**Dataset entries:**

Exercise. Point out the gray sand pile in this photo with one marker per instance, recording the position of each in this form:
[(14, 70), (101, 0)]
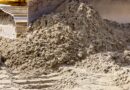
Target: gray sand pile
[(62, 38)]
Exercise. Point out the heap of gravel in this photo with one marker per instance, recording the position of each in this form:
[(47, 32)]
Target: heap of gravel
[(62, 38)]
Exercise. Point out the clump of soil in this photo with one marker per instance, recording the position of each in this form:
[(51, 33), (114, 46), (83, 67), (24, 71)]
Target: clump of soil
[(62, 38)]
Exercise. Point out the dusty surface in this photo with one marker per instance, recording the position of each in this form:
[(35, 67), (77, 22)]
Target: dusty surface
[(73, 45), (116, 10)]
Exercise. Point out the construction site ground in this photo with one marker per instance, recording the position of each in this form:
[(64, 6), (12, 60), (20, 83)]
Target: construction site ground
[(72, 48)]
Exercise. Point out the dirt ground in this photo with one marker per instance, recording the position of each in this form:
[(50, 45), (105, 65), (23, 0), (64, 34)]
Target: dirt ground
[(72, 48)]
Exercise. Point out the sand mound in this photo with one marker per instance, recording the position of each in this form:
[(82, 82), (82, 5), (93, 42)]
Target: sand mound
[(62, 38)]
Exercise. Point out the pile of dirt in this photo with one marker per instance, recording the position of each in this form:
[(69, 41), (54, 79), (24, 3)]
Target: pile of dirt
[(62, 38)]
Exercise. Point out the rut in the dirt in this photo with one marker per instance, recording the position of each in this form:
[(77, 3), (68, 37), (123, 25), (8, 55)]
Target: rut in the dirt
[(32, 83)]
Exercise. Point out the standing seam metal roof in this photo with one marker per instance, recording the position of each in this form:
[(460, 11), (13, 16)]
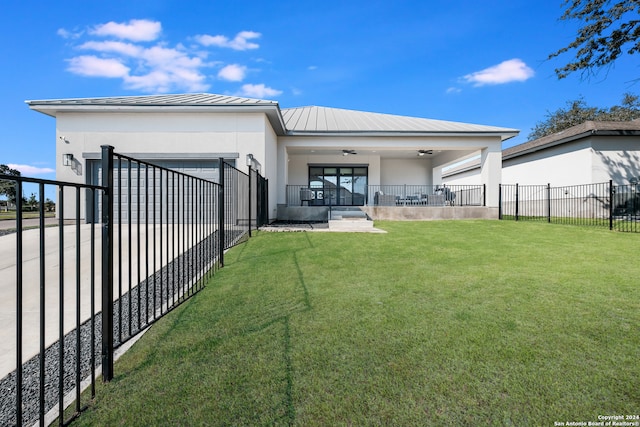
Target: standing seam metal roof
[(195, 99), (322, 119), (300, 120)]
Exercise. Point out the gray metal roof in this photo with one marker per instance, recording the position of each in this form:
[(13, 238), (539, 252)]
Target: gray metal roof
[(180, 102), (291, 121), (195, 99), (303, 120)]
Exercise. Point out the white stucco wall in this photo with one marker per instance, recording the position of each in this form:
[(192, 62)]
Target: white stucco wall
[(406, 171), (471, 177), (616, 158), (567, 164), (169, 135)]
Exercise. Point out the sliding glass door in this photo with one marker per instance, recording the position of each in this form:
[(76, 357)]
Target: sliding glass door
[(338, 185)]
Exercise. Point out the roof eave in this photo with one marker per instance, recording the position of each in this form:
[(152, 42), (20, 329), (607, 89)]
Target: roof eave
[(271, 111), (502, 135)]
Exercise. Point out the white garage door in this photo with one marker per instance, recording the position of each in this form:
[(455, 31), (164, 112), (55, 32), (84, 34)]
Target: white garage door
[(177, 190)]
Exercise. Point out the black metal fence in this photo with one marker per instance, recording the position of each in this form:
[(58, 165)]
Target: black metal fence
[(602, 205), (125, 251)]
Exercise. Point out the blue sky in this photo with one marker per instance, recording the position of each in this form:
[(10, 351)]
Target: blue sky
[(468, 61)]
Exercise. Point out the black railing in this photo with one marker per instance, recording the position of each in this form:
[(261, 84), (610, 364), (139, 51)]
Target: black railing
[(83, 293), (388, 195), (600, 204)]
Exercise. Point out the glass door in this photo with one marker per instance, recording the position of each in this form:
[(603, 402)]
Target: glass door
[(338, 186)]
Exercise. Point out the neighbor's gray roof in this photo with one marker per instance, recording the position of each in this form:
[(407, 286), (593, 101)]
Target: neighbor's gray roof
[(310, 120), (293, 121), (573, 133), (570, 134)]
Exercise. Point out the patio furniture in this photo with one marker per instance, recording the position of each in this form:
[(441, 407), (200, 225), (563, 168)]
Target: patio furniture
[(380, 199)]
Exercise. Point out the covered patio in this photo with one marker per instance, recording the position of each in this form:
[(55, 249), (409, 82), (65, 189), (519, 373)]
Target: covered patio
[(336, 158)]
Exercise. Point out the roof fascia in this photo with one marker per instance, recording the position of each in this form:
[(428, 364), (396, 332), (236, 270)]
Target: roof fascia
[(503, 135), (271, 111)]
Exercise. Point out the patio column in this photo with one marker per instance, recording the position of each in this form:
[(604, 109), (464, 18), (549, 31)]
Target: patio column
[(491, 172), (283, 174)]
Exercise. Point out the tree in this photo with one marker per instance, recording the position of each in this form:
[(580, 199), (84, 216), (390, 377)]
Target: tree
[(578, 112), (7, 187), (608, 32)]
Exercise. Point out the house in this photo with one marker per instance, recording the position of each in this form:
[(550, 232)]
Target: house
[(330, 156), (588, 153)]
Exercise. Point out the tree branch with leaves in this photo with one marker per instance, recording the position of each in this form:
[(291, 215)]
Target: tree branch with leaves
[(610, 29)]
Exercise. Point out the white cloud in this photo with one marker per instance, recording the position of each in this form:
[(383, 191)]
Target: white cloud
[(155, 67), (512, 70), (139, 30), (127, 49), (30, 170), (259, 91), (66, 34), (239, 42), (233, 73), (92, 66)]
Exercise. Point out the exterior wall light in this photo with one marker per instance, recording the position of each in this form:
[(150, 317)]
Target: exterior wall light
[(67, 159)]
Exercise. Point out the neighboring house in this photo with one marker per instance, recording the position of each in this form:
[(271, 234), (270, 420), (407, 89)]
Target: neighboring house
[(304, 146), (592, 152)]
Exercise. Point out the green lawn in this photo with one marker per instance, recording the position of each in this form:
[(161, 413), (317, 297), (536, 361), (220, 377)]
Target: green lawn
[(434, 323)]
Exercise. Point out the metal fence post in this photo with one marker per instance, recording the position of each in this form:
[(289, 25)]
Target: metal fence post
[(517, 202), (484, 195), (611, 195), (221, 207), (19, 300), (249, 200), (549, 202), (499, 201), (107, 263)]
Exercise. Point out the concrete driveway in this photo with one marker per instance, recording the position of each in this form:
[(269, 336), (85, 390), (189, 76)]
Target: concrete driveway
[(31, 292)]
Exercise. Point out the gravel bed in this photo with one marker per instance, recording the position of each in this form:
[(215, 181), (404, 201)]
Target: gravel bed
[(169, 291)]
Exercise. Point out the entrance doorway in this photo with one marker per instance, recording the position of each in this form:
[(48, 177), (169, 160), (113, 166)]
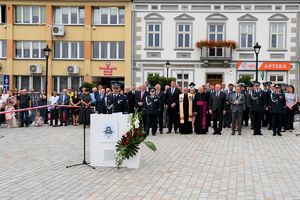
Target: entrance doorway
[(214, 79), (107, 82)]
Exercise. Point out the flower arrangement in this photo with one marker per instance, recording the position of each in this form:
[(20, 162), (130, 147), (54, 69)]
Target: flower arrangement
[(220, 43), (128, 146)]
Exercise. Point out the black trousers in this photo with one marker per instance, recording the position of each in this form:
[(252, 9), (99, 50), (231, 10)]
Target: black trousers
[(276, 123), (289, 117), (24, 115), (267, 119), (151, 123), (173, 119), (54, 116), (246, 116), (256, 118), (64, 111), (217, 117), (161, 120)]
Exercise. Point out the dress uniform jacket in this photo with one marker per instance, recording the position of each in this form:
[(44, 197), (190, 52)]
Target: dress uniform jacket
[(116, 103)]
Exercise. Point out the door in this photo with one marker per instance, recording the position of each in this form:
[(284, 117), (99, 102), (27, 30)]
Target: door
[(214, 79)]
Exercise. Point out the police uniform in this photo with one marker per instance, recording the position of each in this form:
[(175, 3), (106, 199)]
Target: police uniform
[(257, 109), (116, 103), (152, 109), (277, 103)]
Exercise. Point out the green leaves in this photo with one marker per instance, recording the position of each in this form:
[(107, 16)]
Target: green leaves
[(150, 145)]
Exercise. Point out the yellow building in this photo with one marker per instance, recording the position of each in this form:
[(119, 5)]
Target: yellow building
[(90, 41)]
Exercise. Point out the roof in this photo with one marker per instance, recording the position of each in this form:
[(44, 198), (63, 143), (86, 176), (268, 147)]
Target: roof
[(221, 1)]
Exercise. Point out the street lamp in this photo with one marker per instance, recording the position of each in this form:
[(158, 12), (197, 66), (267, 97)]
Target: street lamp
[(168, 66), (256, 50), (46, 51)]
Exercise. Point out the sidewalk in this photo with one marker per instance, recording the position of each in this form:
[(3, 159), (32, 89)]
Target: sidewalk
[(33, 161)]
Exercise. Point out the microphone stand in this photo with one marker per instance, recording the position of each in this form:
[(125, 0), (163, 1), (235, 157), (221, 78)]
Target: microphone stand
[(84, 160)]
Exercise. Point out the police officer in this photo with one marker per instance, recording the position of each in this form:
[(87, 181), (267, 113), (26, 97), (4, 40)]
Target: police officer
[(116, 102), (257, 107), (277, 103), (152, 109), (267, 115)]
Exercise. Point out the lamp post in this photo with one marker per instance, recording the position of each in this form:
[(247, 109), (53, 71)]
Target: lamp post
[(46, 51), (256, 50), (168, 66)]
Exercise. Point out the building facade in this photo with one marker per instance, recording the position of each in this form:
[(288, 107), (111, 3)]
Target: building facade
[(90, 41), (168, 30)]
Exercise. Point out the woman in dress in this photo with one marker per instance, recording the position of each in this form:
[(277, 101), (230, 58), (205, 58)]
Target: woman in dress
[(291, 100), (85, 111), (75, 111)]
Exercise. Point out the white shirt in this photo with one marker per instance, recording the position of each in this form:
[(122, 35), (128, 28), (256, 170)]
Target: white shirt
[(54, 100)]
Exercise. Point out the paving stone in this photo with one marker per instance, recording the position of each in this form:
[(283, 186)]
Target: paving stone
[(33, 160)]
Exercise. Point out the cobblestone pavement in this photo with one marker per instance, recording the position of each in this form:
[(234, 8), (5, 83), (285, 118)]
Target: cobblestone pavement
[(33, 160)]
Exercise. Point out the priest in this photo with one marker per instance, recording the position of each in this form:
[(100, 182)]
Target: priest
[(186, 112), (200, 110)]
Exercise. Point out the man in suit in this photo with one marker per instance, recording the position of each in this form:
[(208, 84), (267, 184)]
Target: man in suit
[(162, 97), (100, 101), (227, 116), (217, 104), (131, 99), (116, 102), (64, 99), (257, 103), (172, 104), (237, 101), (140, 101)]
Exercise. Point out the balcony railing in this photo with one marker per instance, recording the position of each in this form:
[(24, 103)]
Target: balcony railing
[(216, 54)]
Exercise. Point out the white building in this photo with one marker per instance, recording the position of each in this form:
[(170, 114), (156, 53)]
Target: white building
[(167, 30)]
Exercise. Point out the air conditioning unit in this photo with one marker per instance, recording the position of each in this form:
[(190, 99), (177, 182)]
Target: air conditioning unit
[(35, 69), (73, 69), (58, 30)]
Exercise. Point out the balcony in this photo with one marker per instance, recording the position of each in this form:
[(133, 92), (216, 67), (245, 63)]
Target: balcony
[(217, 52)]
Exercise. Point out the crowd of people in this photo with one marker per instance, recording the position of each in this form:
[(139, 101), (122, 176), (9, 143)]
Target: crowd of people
[(184, 110)]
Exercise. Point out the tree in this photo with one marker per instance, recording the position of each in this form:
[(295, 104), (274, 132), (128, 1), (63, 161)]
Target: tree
[(245, 79), (156, 79)]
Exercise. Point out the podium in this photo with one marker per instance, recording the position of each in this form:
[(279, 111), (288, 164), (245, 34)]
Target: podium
[(106, 130)]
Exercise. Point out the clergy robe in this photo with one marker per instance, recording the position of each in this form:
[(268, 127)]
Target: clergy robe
[(186, 113), (200, 106)]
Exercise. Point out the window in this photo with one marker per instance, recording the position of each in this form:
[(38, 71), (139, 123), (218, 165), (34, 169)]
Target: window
[(153, 35), (2, 14), (67, 82), (183, 80), (276, 78), (108, 50), (29, 49), (30, 15), (68, 50), (247, 35), (216, 33), (277, 36), (69, 15), (108, 15), (3, 47), (244, 75), (184, 33)]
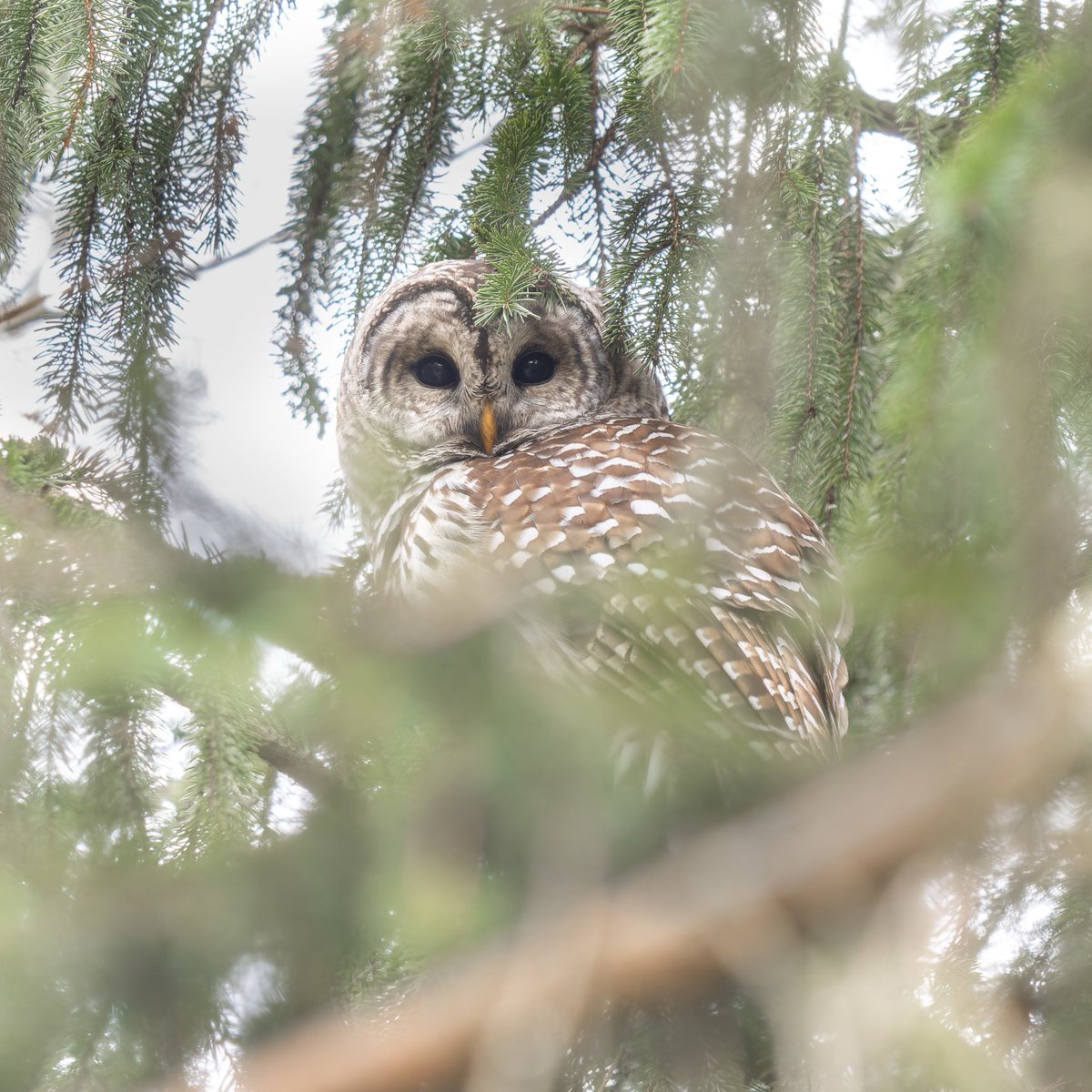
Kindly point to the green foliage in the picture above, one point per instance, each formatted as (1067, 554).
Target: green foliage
(227, 802)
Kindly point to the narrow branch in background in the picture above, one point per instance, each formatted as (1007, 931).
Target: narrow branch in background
(731, 901)
(86, 86)
(601, 244)
(25, 64)
(809, 407)
(590, 164)
(306, 770)
(996, 36)
(426, 147)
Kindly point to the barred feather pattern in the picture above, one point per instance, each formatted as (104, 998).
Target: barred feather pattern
(697, 558)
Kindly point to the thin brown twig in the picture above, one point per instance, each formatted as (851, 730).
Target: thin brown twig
(86, 86)
(729, 901)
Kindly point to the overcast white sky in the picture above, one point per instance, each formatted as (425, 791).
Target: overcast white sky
(247, 451)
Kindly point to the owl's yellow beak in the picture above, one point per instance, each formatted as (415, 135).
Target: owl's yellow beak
(487, 427)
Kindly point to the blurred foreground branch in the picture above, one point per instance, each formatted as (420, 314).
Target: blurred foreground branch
(732, 900)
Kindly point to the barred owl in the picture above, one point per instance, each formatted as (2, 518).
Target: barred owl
(531, 448)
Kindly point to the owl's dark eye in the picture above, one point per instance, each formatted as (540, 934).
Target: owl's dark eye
(533, 367)
(436, 370)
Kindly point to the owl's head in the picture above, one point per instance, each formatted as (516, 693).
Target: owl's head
(424, 383)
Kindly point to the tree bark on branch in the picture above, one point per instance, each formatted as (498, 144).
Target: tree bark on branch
(731, 901)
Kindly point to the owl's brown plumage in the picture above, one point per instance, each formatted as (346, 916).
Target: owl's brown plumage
(697, 558)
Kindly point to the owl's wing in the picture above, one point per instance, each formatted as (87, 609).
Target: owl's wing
(703, 562)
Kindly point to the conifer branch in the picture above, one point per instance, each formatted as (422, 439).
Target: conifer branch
(571, 187)
(729, 902)
(857, 332)
(25, 64)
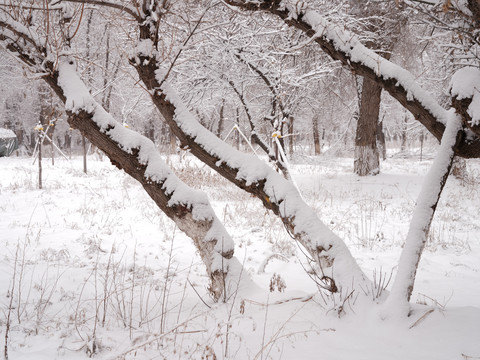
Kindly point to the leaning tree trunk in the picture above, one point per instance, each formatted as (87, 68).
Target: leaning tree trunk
(316, 135)
(366, 151)
(188, 208)
(397, 302)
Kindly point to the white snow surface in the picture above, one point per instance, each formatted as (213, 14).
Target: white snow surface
(82, 227)
(252, 169)
(465, 84)
(6, 133)
(349, 44)
(422, 215)
(79, 98)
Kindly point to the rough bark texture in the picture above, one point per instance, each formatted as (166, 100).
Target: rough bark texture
(366, 151)
(180, 214)
(316, 135)
(129, 162)
(325, 256)
(421, 113)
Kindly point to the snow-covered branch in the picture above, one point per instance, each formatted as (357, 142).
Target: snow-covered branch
(343, 46)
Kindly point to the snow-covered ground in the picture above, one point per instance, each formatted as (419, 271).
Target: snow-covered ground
(90, 267)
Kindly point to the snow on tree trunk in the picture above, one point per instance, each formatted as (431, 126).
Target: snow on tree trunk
(366, 152)
(337, 269)
(341, 45)
(316, 135)
(137, 156)
(397, 302)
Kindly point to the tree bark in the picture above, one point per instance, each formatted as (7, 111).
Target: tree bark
(422, 217)
(331, 40)
(366, 151)
(316, 135)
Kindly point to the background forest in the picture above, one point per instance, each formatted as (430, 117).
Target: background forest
(331, 113)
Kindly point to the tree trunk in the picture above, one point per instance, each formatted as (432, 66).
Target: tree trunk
(40, 139)
(316, 135)
(221, 120)
(366, 151)
(291, 137)
(422, 217)
(381, 140)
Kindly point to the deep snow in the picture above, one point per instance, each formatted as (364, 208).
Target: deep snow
(85, 236)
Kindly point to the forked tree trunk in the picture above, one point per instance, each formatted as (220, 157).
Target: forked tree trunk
(188, 208)
(422, 217)
(366, 152)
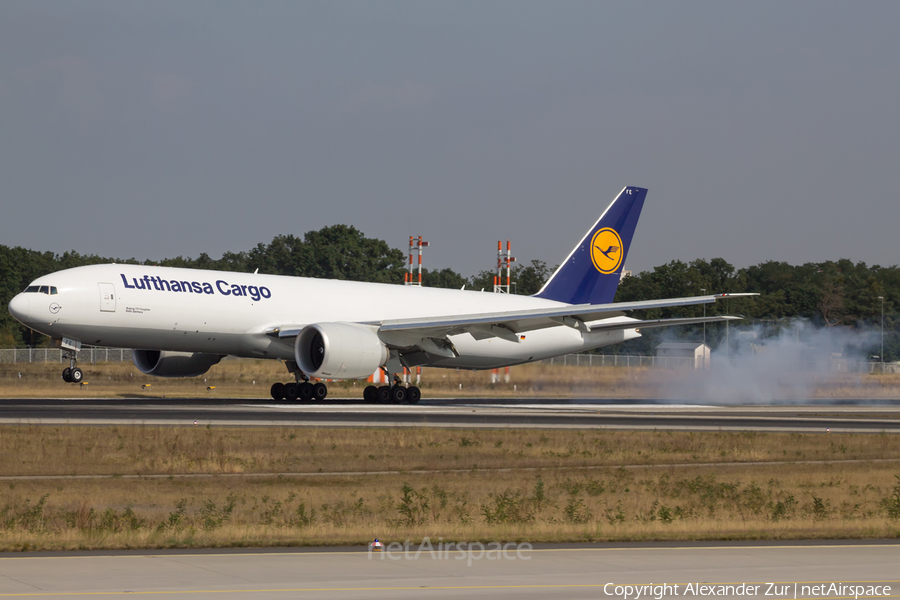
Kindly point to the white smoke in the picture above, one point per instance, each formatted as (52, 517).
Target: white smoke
(762, 365)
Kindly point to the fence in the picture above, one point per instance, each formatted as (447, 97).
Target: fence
(87, 355)
(825, 365)
(838, 365)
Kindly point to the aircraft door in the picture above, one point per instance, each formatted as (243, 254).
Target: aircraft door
(107, 297)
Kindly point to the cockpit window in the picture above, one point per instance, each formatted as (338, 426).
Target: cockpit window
(42, 289)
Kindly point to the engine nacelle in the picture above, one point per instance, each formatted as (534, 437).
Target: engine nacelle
(163, 363)
(339, 351)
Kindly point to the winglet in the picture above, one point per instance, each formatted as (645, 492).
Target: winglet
(591, 272)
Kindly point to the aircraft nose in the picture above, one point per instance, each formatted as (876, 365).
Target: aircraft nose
(19, 306)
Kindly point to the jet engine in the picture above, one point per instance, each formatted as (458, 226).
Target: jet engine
(163, 363)
(339, 351)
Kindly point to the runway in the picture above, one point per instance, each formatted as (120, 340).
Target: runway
(776, 571)
(863, 416)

**Task details:**
Give again, exactly, the lines from the start of the data through the one holding "[(51, 33), (114, 46), (83, 67), (24, 71)]"; omit the pictures.

**Answer to the problem:**
Exercise. Point out the gray sand pile in this photo with one marker per instance, recording the position of each in this form:
[(14, 70), (101, 0)]
Target: gray sand pile
[(62, 38)]
Exercise. Point out the heap of gravel in this photo with one marker per instance, recording the position of each in this form:
[(47, 32)]
Target: heap of gravel
[(62, 38)]
Exercise. Point out the clump of soil in this photo with one marker per instance, recording the position of each in this form:
[(51, 33), (114, 46), (83, 67), (24, 71)]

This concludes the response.